::: Data listing

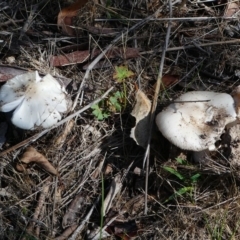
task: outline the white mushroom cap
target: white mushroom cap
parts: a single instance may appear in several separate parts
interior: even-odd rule
[[[156,124],[163,136],[181,149],[214,150],[225,126],[237,118],[234,100],[226,93],[193,91],[175,102],[157,115]]]
[[[0,110],[14,110],[12,123],[22,129],[51,127],[68,110],[65,90],[50,74],[41,78],[38,72],[18,75],[0,89]]]

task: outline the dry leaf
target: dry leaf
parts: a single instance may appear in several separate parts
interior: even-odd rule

::::::

◆ What you need to do:
Please reproduce every line of the items above exactly, leaving the pictures out of your answer.

◆ Answer to this task:
task: outline the white mushroom cap
target: white mushroom cap
parts: a single instance may appear in several separate parts
interior: even-odd rule
[[[156,124],[163,136],[181,149],[214,150],[225,126],[237,118],[234,100],[226,93],[193,91],[175,102],[157,115]]]
[[[0,110],[14,110],[12,123],[22,129],[51,127],[68,110],[65,90],[50,74],[41,78],[38,72],[18,75],[0,89]]]

task: outline the dry leaf
target: dry leaf
parts: a single instance may appear in several separate parts
interior: even-odd rule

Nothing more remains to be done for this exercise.